_TASK INSTRUCTIONS_
Rewrite the listing below with every "Follow this form exactly" changed to "Use this format precisely" and nothing else altered. Leave the pictures out of your version.
=-=-=
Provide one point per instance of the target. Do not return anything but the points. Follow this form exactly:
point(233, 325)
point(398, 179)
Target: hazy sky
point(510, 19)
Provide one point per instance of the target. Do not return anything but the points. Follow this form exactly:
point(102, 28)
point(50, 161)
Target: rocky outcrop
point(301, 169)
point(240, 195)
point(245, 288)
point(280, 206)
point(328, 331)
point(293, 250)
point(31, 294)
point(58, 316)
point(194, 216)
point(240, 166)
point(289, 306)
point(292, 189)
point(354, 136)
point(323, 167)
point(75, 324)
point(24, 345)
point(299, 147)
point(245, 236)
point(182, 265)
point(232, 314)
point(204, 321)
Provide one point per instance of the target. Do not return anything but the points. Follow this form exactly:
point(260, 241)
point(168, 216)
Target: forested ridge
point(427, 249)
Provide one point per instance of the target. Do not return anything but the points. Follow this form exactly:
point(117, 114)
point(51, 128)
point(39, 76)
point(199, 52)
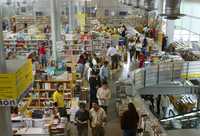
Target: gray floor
point(184, 132)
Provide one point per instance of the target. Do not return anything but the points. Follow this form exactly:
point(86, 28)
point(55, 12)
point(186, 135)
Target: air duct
point(136, 3)
point(172, 9)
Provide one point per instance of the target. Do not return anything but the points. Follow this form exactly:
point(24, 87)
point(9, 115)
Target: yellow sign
point(81, 20)
point(12, 85)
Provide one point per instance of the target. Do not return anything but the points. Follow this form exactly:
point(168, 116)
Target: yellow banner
point(81, 20)
point(12, 85)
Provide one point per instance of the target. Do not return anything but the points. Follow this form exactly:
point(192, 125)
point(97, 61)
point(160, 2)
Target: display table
point(32, 132)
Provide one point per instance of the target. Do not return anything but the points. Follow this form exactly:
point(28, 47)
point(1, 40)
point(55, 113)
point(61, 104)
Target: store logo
point(5, 103)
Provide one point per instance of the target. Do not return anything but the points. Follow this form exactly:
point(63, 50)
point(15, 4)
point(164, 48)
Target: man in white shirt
point(97, 120)
point(104, 95)
point(112, 52)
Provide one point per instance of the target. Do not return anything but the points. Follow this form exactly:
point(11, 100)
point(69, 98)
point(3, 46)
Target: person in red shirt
point(141, 60)
point(42, 55)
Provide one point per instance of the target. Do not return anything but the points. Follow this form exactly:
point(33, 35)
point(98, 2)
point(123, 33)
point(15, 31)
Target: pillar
point(71, 16)
point(170, 27)
point(54, 29)
point(5, 117)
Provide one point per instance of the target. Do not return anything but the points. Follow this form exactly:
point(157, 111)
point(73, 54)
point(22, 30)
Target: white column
point(53, 26)
point(57, 20)
point(5, 117)
point(170, 27)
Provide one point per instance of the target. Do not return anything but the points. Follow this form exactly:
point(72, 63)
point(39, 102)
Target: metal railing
point(164, 73)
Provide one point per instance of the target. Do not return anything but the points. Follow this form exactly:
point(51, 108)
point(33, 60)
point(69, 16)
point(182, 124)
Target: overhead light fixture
point(149, 5)
point(172, 9)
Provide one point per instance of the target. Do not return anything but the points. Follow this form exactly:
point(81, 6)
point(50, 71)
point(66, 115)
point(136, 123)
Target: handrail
point(164, 73)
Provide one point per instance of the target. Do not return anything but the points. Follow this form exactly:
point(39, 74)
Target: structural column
point(5, 117)
point(170, 27)
point(54, 28)
point(71, 16)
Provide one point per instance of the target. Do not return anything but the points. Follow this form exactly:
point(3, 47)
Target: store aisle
point(113, 126)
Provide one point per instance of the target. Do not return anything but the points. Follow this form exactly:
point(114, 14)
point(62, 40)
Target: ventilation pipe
point(136, 3)
point(172, 9)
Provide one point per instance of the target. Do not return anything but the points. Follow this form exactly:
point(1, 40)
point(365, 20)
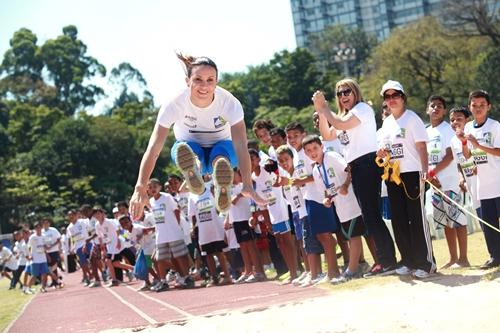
=-=-=
_EXERCISE OUTPUT_
Provide one point per instance of the target. Do not return anything but the points. Use this format precisely:
point(233, 325)
point(398, 179)
Target: hazy sky
point(510, 19)
Provide one point per instance of the target. Do not return anything but the points. Use this format precisely:
point(102, 28)
point(50, 161)
Target: rocky outcrop
point(301, 169)
point(240, 195)
point(245, 288)
point(280, 206)
point(328, 331)
point(293, 250)
point(31, 294)
point(58, 316)
point(194, 216)
point(240, 166)
point(289, 306)
point(292, 189)
point(354, 136)
point(323, 167)
point(75, 324)
point(24, 345)
point(299, 147)
point(245, 236)
point(182, 265)
point(232, 314)
point(204, 321)
Provide one point per instance of the target. Do not return anything but the points. Use this format precisely:
point(260, 241)
point(168, 216)
Target: forested ridge
point(427, 249)
Provide one point per instance of the target. Do not return anything but the points. Use this format precisely:
point(117, 114)
point(51, 128)
point(39, 76)
point(199, 52)
Target: gray floor
point(184, 132)
Provide one point per instance of the target. Do not return anything but the points. Use this format precisely:
point(86, 28)
point(55, 12)
point(186, 135)
Target: air duct
point(136, 3)
point(172, 9)
Provide one point per instance of the target. Do not return anything but the points. Use this format precisely:
point(24, 87)
point(9, 115)
Target: yellow sign
point(81, 20)
point(12, 85)
Provide one point per instance of the target. Do not return anything but the points. Use this format precisely:
point(168, 116)
Target: yellow banner
point(81, 20)
point(12, 85)
Provide one point per instance of the target. Do not return anything but the points. Use this format precisely:
point(192, 125)
point(97, 61)
point(160, 2)
Target: display table
point(32, 132)
Provide one point per instance of the target. Do not return anything but the points. Use this format precisely:
point(28, 47)
point(1, 40)
point(55, 113)
point(61, 104)
Target: store logo
point(5, 103)
Provide one point per instance of the target. Do not return anything but the points. Use this format precisely:
point(63, 50)
point(15, 4)
point(164, 48)
Target: man in white shirt
point(97, 120)
point(104, 95)
point(112, 52)
Provide one point per instance of the target. Do not return anything but the points. Use this format precisely:
point(11, 100)
point(69, 98)
point(3, 46)
Target: person in red shirt
point(141, 60)
point(42, 55)
Provide one point per instance of the target. Do not return anything but the points. Use this format precisely:
point(33, 35)
point(98, 2)
point(123, 33)
point(15, 31)
Target: pillar
point(71, 16)
point(170, 27)
point(54, 29)
point(5, 117)
Provide one point per instance of the target. Do not return anything but the points. Use this format precisely:
point(157, 111)
point(73, 54)
point(22, 30)
Target: white column
point(53, 26)
point(57, 20)
point(5, 117)
point(170, 27)
Provide one point per instance of the target. Do not return anything but the points. Use this format precisely:
point(72, 63)
point(39, 102)
Target: metal railing
point(164, 73)
Provide one point per instance of the target. Do not return anything but the points. Use this format precisely:
point(51, 108)
point(33, 60)
point(69, 16)
point(182, 124)
Target: overhead light fixture
point(149, 5)
point(172, 9)
Provide one point per instance of the target. Do not return anything but the points. Use this format precisely:
point(81, 6)
point(50, 71)
point(66, 115)
point(136, 123)
Target: handrail
point(164, 73)
Provide one point per instance of the target. Do not return anything but the points. Use this format precisely:
point(39, 74)
Target: structural column
point(5, 117)
point(170, 27)
point(54, 28)
point(71, 16)
Provide one point per instance of the target. Do not return anything but the points. Use this format precisely:
point(3, 47)
Target: store aisle
point(113, 126)
Provide one point per instance of the target. Do not return anything but the points. Use this format precisely:
point(114, 14)
point(62, 40)
Target: ventilation pipe
point(136, 3)
point(172, 9)
Provide one point per instance of the target. Do not return anything but the points. Use this format precisely:
point(1, 40)
point(365, 20)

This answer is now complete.